Referring expression pointing data:

====

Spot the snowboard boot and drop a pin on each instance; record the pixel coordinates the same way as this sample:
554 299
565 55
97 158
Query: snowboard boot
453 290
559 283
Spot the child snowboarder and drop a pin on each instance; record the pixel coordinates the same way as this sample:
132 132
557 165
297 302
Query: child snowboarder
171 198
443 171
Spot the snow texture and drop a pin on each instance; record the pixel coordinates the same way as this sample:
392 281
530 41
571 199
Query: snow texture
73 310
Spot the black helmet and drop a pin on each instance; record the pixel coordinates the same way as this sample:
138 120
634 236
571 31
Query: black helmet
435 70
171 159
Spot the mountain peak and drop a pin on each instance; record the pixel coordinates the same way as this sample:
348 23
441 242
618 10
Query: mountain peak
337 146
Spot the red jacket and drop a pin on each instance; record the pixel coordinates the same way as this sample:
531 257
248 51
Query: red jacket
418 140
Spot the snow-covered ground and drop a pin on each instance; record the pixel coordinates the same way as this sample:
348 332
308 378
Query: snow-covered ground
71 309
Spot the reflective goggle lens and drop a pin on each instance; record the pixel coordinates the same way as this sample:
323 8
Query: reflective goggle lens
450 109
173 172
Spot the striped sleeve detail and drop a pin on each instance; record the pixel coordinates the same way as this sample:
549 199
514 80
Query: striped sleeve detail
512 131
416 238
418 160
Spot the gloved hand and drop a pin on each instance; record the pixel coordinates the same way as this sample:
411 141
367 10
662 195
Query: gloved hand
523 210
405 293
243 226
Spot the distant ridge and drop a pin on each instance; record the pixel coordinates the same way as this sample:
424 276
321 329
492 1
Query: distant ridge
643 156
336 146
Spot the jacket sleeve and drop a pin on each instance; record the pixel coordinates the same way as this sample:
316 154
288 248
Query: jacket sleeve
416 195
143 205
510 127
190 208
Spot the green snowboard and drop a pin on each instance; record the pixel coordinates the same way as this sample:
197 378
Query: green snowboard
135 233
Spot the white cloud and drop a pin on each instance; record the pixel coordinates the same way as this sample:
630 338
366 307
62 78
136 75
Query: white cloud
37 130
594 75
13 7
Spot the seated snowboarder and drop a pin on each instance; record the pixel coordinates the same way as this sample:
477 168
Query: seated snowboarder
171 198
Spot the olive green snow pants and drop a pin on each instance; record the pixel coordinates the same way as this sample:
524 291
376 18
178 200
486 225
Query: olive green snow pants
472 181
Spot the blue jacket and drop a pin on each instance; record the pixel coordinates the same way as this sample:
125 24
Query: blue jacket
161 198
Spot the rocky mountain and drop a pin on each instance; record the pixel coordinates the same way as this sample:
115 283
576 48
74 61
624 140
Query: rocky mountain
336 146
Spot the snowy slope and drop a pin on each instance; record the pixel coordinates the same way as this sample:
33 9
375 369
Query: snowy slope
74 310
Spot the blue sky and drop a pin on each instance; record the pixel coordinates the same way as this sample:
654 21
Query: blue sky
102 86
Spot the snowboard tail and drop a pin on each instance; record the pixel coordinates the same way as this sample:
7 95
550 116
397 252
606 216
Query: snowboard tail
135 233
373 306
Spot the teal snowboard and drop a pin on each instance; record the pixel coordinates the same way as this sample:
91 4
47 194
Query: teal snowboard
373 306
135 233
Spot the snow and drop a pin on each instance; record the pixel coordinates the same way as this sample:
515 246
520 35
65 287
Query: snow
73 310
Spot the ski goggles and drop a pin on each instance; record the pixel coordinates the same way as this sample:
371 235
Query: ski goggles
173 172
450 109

====

:: What you are asked to do ::
Return each line of the data exactly as it was given.

:: Written solution ::
Spot the snowboard boot and drop a pin on each instance; record the pixel coordinates the same way as this sample:
554 299
565 55
97 158
Query: snowboard boot
453 290
559 283
Spot the child snowboarder and drop a pin on each instance; record the pixel coordinates the same way as this sample:
132 132
557 165
297 302
Query: child snowboarder
171 198
443 171
Spot the snow texture and drop a pin on each instance; record the pixel coordinates the same way as this sample:
392 281
530 41
571 199
Query: snow texture
73 310
Spot the black helmet and drop a pin on each instance; record the pixel coordinates the same way as this sample:
138 120
634 236
571 31
Query: black helmet
435 70
171 159
Spot the mountain peak and drop a pin on each instance; record the pixel coordinates the same way as this sample:
348 23
441 242
618 10
Query: mountain peak
337 146
Spot the red jacket and drop a pin on each instance; record the pixel coordinates the same way as this sample:
531 257
248 51
Query: red jacket
418 140
Spot the snow-covered ground and drop a pin on each instance; record the pixel coordinates the same way as this sample:
348 332
308 378
Query: snow-covered ground
71 309
Spot the reflective goggle lens and drop a pin on each instance; record the pixel coordinates the same way as this sample:
323 8
Query: reflective goggle lens
450 109
173 172
Spot the striped sleeve detail and drop a pin on each instance; record the pixel coordinates the same way as this sample:
549 199
514 80
Query: striped sleeve detail
512 131
416 238
418 160
Spot the gloved hand and drop a pin on each instance; record the pixel coordinates the same way as this sample:
411 141
367 10
662 195
Query: gloved hand
523 210
405 293
243 226
Spot the distant ridge and drop a pin on each instance; record the pixel coordinates the same way as this sample:
424 276
321 329
492 1
Query: distant ridge
643 156
336 146
Spot the jacket sleeve and drop a pin on each instance; record the pixel coordinates the same way as this sample:
316 154
288 248
Query: jacket sleeve
416 195
143 205
510 127
190 208
Spot the green snowboard and drop a pin on each instance; record the pixel coordinates the same way as this sample:
197 378
Query: green snowboard
135 233
Spot the white cloud and drop a pin on each instance; record the pixel coordinates the same way as this sample:
630 338
366 307
62 78
136 75
Query: white cloud
37 130
594 75
13 7
Spot the seated snowboarder and drop a pin on each instance; record the pixel coordinates the same way as this sample:
477 168
Query: seated snowboarder
171 198
Spot the olive green snow pants and drop a pin on each instance; record the pixel coordinates the same way as this sample:
524 291
376 18
178 200
486 225
Query: olive green snow pants
472 181
Spot the blue jacket and drop a pin on each instance; record the pixel coordinates the same way as this sample:
125 24
Query: blue jacket
161 198
Spot the rocky mountain and drop a pin on each instance; record the pixel coordinates the same way as this sample:
115 283
576 48
74 61
624 140
Query: rocky mountain
336 146
Spot the snowy slope and drop a pin on each instance; record the pixel coordinates the same way as this sample:
33 9
375 369
Query: snowy slope
74 310
Spot the blue sky and drop a pin on each instance; record the pixel coordinates the same way as this sample:
654 21
Query: blue sky
102 86
Spot the snowboard tail and drop a pin on each instance; record the pixel coordinates the same way as this sample:
7 95
550 116
397 252
606 216
Query: snowboard tail
135 233
373 306
Spot the teal snowboard and drop a pin on each instance; record the pixel coordinates the same way as this sample:
91 4
47 194
Query: teal snowboard
373 306
135 233
Spot the snow and drop a pin on each instance; record the pixel coordinates the same way as this sample:
515 246
520 35
65 287
Query: snow
73 310
Spot the ski goggles and drop a pin on each instance; record the pixel coordinates the same way as this sample:
371 235
Query: ski goggles
173 172
450 109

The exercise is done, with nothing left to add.